Data entries
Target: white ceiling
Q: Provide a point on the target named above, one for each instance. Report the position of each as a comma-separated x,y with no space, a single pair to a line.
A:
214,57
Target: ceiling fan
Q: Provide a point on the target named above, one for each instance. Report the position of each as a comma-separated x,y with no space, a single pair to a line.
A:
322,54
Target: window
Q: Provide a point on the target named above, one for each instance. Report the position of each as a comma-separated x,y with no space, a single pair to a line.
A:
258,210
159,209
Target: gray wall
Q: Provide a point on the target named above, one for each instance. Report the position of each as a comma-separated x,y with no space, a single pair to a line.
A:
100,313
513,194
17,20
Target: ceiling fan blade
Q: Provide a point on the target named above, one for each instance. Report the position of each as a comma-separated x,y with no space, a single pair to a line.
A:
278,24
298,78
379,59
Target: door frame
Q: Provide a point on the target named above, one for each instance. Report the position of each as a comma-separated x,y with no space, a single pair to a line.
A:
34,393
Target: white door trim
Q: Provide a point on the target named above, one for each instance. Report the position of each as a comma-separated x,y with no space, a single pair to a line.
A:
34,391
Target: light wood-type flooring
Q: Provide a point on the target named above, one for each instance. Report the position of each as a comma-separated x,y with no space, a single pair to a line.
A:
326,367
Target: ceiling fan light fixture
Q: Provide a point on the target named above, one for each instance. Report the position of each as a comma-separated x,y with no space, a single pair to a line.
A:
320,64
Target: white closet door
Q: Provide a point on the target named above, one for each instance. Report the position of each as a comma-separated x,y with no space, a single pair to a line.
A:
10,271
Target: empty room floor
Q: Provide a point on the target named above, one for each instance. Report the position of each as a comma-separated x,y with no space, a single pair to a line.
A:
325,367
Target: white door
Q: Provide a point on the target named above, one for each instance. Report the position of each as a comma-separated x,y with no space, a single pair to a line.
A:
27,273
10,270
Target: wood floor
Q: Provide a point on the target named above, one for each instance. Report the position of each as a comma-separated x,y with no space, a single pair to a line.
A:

**Exercise objective**
Repeat only the stretch of lines that begins at the line containing "Target: wood floor" and ends at the last line above, both included.

**Worked solution**
Target: wood floor
Q: Provide a point on the target named above, one for each instance. Report the position of each as a comma-separated x,y with no space, a single pair to a line.
A:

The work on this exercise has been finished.